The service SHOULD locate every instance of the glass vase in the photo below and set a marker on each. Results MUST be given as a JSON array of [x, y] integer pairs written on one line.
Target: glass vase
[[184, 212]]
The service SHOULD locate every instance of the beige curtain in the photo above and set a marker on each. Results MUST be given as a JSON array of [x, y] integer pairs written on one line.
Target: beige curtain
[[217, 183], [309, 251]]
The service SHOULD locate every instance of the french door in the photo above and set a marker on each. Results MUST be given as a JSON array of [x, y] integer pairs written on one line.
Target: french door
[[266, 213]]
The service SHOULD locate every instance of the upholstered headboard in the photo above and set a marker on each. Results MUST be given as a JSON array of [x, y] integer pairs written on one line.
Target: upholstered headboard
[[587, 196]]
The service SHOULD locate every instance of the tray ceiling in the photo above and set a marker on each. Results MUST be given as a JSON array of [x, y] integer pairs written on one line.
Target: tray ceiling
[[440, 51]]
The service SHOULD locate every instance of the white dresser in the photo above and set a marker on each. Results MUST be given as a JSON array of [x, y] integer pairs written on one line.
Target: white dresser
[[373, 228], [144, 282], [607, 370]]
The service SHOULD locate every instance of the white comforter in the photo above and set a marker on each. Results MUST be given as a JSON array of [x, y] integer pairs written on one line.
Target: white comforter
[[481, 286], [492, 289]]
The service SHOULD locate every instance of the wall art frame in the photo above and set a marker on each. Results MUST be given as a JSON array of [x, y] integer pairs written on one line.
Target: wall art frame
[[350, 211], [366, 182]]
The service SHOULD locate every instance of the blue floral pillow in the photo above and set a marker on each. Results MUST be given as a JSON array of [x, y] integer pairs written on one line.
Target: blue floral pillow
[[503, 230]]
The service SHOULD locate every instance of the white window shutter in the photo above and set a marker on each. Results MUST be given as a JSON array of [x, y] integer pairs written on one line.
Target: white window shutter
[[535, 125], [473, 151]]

────────

Set exercise | Reproduce every one of the records above word for word, with no changes.

Written solution |
The service SHOULD locate every instance of the glass vase in the photo below and set a marker on each. Results MUST be given as a JSON array of [x, y] integer pairs written on one line.
Target: glass vase
[[184, 212]]
The service SHOULD locate every instance of the beige curtain in the photo above and set a marker on each. Results MUST be given as a JSON array of [x, y] integer pairs written on one line.
Target: beige curtain
[[217, 183], [309, 251]]
The service SHOULD locate every instance of the french door in the photo above and set a marker on each. Results MUST be given as a JSON array of [x, y] integer pairs written on one line.
Target: french door
[[266, 213]]
The service SHOULD locate every instance of the upholstered headboard in the photo above and set a marker on each. Results MUST be given as a JSON array of [x, y] integer pairs written on one line.
Target: upholstered headboard
[[587, 196]]
The service SHOULD locate every instance of the tray ceiling in the photo above and set a marker on each. Results MUST be given as a JSON array of [x, y] integer pairs written on one line.
Target: tray ceiling
[[440, 51]]
The service SHOULD locate every instance of the white dresser in the photo above and set a marker on each. Results MUST be given as a JSON array of [x, y] integer pairs written on one line.
Target: white dresser
[[373, 228], [144, 282], [607, 370]]
The service SHOULD locate every instance of the white comforter in the photo above and set a marker on each. Results MUST be given as a JSON array of [x, y] integer pairs written on one line.
Target: white comforter
[[481, 286], [492, 289]]
The service SHOULD locate every instance of the wall art frame in the photo above and set a marker on each. Results MUST be given as a JSON array of [x, y] integer pairs written on one line.
Target: wall art frame
[[350, 211], [366, 182]]
The service SHOULD locate every instance of the blue floral pillow in the photo above and set a marker on each. Results MUST be given as a JSON array of [x, y] integer pairs written on one line.
Target: blue floral pillow
[[503, 230]]
The service SHOULD locate every instance of the white window shutter in the photo above and set a marker on each. Results MUST be given as a JSON array of [x, y] integer pairs written on one line.
Target: white window shutter
[[535, 125], [473, 151]]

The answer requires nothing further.